__WHAT TO DO__.
Rewrite every one of these records with "innermost point" changed to "central point" and everything else kept the same. Leave the pictures out.

--- start of DATA ---

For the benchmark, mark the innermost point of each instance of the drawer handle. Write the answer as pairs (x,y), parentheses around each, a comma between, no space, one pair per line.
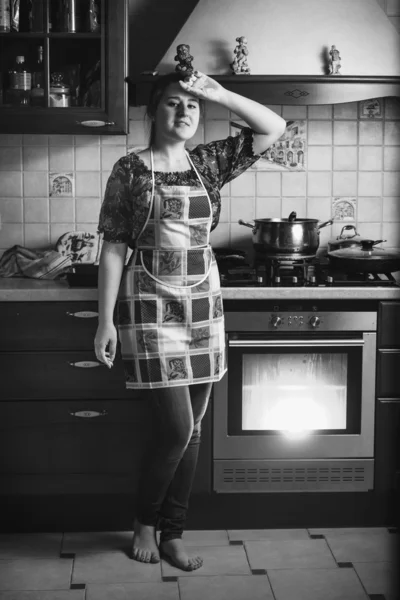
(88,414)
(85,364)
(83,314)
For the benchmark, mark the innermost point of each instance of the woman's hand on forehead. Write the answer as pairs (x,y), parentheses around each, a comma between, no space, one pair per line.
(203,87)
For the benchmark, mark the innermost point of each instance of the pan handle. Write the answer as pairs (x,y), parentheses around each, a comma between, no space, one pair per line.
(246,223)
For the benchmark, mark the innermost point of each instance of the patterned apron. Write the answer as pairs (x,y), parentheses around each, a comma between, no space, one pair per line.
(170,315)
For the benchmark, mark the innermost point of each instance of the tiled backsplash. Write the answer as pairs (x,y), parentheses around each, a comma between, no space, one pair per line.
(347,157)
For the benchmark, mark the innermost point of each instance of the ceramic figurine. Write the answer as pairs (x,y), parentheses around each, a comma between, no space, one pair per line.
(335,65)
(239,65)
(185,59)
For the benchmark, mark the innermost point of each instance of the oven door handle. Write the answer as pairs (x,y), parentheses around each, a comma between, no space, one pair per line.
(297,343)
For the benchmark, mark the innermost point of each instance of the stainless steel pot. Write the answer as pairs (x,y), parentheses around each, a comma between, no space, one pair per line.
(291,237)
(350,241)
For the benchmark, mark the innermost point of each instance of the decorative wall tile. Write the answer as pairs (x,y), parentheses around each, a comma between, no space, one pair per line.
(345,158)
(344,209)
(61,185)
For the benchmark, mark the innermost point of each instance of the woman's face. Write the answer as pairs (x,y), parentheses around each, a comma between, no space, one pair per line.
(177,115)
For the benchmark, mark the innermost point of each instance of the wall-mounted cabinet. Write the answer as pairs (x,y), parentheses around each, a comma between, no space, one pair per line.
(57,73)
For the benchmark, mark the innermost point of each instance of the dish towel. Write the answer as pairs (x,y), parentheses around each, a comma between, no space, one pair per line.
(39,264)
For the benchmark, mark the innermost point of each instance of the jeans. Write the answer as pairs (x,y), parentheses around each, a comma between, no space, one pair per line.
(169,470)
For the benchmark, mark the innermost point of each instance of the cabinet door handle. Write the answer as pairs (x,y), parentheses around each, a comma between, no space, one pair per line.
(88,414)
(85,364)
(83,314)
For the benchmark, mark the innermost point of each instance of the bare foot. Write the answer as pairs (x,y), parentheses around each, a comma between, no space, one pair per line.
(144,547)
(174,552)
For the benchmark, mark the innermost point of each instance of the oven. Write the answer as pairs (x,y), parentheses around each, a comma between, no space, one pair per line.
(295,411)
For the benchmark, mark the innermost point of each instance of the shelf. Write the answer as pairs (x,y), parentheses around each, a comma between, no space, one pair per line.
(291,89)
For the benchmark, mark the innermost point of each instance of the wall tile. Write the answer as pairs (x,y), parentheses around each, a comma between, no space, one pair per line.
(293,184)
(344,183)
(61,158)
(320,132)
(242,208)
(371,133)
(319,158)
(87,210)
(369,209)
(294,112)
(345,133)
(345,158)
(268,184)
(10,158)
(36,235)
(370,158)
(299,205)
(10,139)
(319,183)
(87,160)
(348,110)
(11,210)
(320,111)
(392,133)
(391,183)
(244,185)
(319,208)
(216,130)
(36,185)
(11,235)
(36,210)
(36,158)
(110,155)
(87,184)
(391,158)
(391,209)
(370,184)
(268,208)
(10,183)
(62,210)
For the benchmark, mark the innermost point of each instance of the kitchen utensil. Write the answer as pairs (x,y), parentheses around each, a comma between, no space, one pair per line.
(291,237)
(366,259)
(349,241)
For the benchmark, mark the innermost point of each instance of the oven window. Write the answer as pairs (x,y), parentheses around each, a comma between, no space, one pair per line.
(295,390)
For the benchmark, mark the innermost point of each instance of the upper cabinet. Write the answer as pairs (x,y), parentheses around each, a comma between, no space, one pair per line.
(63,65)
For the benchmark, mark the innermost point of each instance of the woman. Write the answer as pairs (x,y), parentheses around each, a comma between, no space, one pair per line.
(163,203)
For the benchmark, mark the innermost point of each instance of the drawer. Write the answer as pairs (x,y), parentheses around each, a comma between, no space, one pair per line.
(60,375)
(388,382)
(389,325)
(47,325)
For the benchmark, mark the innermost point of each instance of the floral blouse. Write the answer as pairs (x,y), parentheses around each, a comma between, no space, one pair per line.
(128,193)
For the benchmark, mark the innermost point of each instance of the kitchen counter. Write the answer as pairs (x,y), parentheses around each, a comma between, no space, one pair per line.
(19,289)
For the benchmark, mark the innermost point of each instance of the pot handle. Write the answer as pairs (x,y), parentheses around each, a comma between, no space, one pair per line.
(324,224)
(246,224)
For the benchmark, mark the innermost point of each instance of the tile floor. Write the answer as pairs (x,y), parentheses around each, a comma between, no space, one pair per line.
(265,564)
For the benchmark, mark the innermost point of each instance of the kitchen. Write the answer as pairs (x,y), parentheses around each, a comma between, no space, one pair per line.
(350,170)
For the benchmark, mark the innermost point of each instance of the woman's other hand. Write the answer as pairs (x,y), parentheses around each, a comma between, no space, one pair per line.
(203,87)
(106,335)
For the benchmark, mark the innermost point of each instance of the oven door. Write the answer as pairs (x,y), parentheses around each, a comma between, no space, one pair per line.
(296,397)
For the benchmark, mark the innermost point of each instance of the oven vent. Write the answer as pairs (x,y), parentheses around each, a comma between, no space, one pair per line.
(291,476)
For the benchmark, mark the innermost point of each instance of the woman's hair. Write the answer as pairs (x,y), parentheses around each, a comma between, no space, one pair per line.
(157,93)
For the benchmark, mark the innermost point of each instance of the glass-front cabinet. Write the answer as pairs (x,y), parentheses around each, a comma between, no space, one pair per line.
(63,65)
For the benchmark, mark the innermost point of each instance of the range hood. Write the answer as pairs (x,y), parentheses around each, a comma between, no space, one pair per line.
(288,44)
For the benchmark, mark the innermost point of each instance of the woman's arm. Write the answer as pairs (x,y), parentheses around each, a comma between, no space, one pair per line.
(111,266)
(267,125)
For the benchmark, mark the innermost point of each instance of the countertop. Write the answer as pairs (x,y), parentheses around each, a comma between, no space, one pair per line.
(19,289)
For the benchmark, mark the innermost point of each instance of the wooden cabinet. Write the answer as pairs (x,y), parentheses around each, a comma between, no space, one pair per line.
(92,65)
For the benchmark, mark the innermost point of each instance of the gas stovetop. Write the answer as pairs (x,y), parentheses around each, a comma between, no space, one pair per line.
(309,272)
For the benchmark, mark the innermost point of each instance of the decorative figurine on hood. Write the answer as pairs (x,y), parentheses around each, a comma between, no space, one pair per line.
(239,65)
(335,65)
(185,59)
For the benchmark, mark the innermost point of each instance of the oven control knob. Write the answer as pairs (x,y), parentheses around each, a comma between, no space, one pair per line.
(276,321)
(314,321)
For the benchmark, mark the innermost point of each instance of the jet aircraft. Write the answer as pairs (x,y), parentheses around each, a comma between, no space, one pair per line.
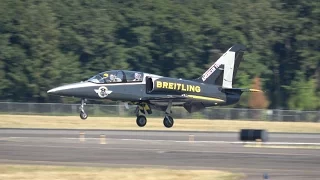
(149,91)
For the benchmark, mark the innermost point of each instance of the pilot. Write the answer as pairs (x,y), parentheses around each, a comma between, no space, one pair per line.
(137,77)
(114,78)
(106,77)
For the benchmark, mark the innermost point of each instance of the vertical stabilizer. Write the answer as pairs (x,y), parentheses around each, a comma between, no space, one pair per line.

--- end of DATA ---

__REPLY__.
For the benchmark, mark the central point of each instance of the drawer handle. Write the answer as pairs (x,y), parentheses around each, a comma between, no space, one pair per line.
(88,414)
(85,364)
(83,314)
For the benchmark, mark the central point of each instance of the woman's hand on forehead. Write the answer as pairs (x,y), parentheses around each, a comma between, no space, one pair per line.
(203,87)
For the benchmark, mark the central point of each instance of the pan handle. Write the answer as pairs (x,y), parentheses around each, a comma between, no space, one pair per line.
(246,223)
For the benchmark, mark the central point of each instance of the patterned apron. Write the answer as pairs (x,y), parentheses around each, a comma between, no space, one pair per line.
(170,315)
For the benchmark, mark the central point of each instance of the tiled backsplash. Write the answer as pairs (x,y), parentheses around each, a comma between, no space, one pair per line.
(347,157)
For the benchmark, mark the central point of each instance of the ceramic figurine. Write the answer as pairs (x,y), parentheses around each, a comma between, no space, one pair per line.
(335,65)
(239,65)
(185,59)
For the benchmark, mark the central point of each instance of the oven door handle. Write the answer as pairs (x,y), parentheses around each, a comma between, no space, one pair per line.
(297,343)
For the benchmark, mark the central point of each instance of the stainless steel pot. Write the answer as pairs (x,y), parentheses around each, a comma between, no space, one pair per line.
(291,237)
(350,241)
For the benchmark, mark the central point of each instance of the decorative wall tile. Write the answer as pairs (x,y), parentheses around each, a comma between, no space, one pair per line.
(345,158)
(344,209)
(61,185)
For the benchmark, mark the central point of each instance of the woman's face. Write the answer as pairs (x,y), parentheses around each, a comma between, no space, one pair per line.
(177,115)
For the benchmark, mark the central point of each instance of the wall-mounted cabinet. Write the answer as pairs (x,y), parentheses around each, a comma between, no space, one pair per line.
(57,73)
For the benchmark, mark the central point of each instance of the dish towel. Write the answer as pairs (x,y), parentheses around each, a comma between, no space, one pair per line.
(39,264)
For the benchmark, mark the central point of each instance of the jeans. Write the answer as pairs (x,y), parentheses around each, a comma between, no space, one pair per line.
(169,470)
For the benchmark, mark the central point of each instance of the cabinet door handle. Write the answer as pairs (x,y), parentheses around each, a comma between, no space, one pair per line.
(88,414)
(85,364)
(83,314)
For the benchmark, mark the central point of each instance of the bare foot. Write the answer as pairs (x,y), parentheses around each, a comma between, no space, one pair per line.
(144,547)
(174,552)
For the benchmark, mark the central point of each instance of the oven. Write the answer as pairs (x,y), parentheses around each, a comma between, no space, one pair per line.
(295,411)
For the benchmark, mark the central point of each instance of the shelf. Write the answer as pairs (x,y), parentheses around each, a comma between, no space, one pair per line.
(291,89)
For the benchmark, mark the central point of each instance of the wall tile. Write the answer as pairs (x,y), parentheses around each, a comma between, no space, one pair per line.
(293,184)
(344,183)
(61,158)
(320,132)
(242,208)
(371,133)
(319,158)
(87,210)
(369,209)
(294,112)
(345,133)
(345,158)
(268,184)
(10,158)
(36,235)
(370,158)
(299,205)
(10,139)
(319,183)
(87,160)
(348,110)
(11,210)
(320,111)
(392,133)
(391,183)
(244,185)
(319,208)
(216,130)
(36,185)
(11,235)
(36,210)
(36,158)
(110,155)
(87,184)
(391,158)
(391,209)
(370,184)
(268,208)
(10,183)
(62,210)
For the benchmark, mark the central point of each instance of the kitchen utensil. Write the answer as pairs (x,y), parentheses around each, a comma between, no space, one pair per line.
(291,237)
(366,259)
(349,241)
For the benchmark, mark the central point of each instance of the oven window. Write the answer as pairs (x,y), parentheses around each, a comma between, no space, one pair per line.
(295,390)
For the benchmark, mark the central point of each instance of the upper cabinet. Write the answer as pairs (x,y), parentheses around each, a comma between, no space, one pair per line.
(63,65)
For the benchmark, mark the central point of each instance of the woman. Write the answer as pairs (x,y), parentheses around each, a comma between, no space, one pair per line.
(163,203)
For the benchmark, mark the central point of each instance of the drawer. Write the answer as pairs (x,y), parentheses around each, a comma between, no space, one pair per line.
(60,375)
(388,382)
(389,325)
(47,325)
For the benchmark, mark the central point of each instance of the floral blouse. Write the answer as pairs (x,y), parentheses around each, a comma between, no space, one pair per line.
(128,193)
For the benchmark, mark the central point of each instance of the kitchen counter. Write the answer as pairs (x,y), parentheses around each, a comma between, no space, one pair per line.
(19,289)
For the benchmark, mark the central point of each instance of the pot handle. Write the answer as pairs (x,y), parentheses around each, a comma between, no space, one pair per line.
(324,224)
(246,224)
For the benchmark, mark the central point of each instance of the tile floor. Write the answer as pairs (x,y), parentheses around each, a comma between, no space, one pair per line.
(265,564)
For the benchmark, mark the central point of each instance of the kitchen. Write the answer as pairs (x,y), parentheses around each, a comma between, no space, one pair per line.
(350,170)
For the benchmark, mark the central point of each instance of the woman's other hand. Write the answer as pairs (x,y), parentheses around each, a comma between, no space, one pair per line.
(203,87)
(106,335)
For the benchmark, mark the central point of each instance of the oven door. Write the answer as pairs (x,y), parentheses around each, a comma between, no space, one pair per line.
(296,397)
For the benchmark, mark the central point of each instance of the oven vent. Write the answer as pairs (x,y), parentheses around each, a comma between, no space, one pair per line.
(291,476)
For the benchmark, mark the central point of each instance of the woman's hair. Write the answer as pairs (x,y), parentheses around each, a comma between, no space, one pair per line.
(157,93)
For the benchmark, mark the central point of each instance of the glass-front cabinet. Write the answer as pairs (x,y), parentheses around each, a comma between, no space, one pair per line.
(63,65)
For the benchmark, mark the central point of each instance of the range hood. Write the answer as pairs (x,y), parentheses around each, a comma between, no space, one pair per line.
(288,44)
For the benchmark, mark the central point of each instance of the woman's arm. Write the answer as pairs (x,y), parentheses around each, a comma between, no space, one pair per line.
(111,266)
(267,125)
For the benchmark, mark the central point of each instance of the countertop. Write the answer as pairs (x,y), parentheses around each, a comma between, no space, one pair per line.
(19,289)
For the benchmark, mark the central point of each instance of the wooden cabinet. Write the answer as pairs (x,y), parentheses around each, a comma between, no space, one pair per line.
(92,65)
For the benchmark, mark the central point of each instance of the gas stovetop. Write the answer as pairs (x,y), parentheses around each, a comma between, no space, one pair per line.
(309,272)
For the benchmark, mark the central point of each instance of the decorative figurine on hood. Write the answer as pairs (x,y), parentheses around each, a comma between, no space, one pair per line.
(239,65)
(335,65)
(185,59)
For the benchmark, mark the central point of each instance of the oven control knob. Write the answer as pairs (x,y), parentheses around each, a comma between, no space, one pair per line.
(276,321)
(314,321)
For the benchmark, mark the central point of each instance of the jet aircraft. Write the answer as pairs (x,y), parentheses around each, a comma between, no space, one pair per line.
(149,91)
For the benchmark, mark the central point of each instance of the pilot. Write the answer as pairs (x,y), parentheses around each, a comma between, no space, one pair per line.
(137,77)
(114,78)
(106,77)
For the benchmark, mark the central point of each instance of the vertical stabilizer. Write the answer as pairs (x,y), parentheses around each, a comma between, no space, one pair per line.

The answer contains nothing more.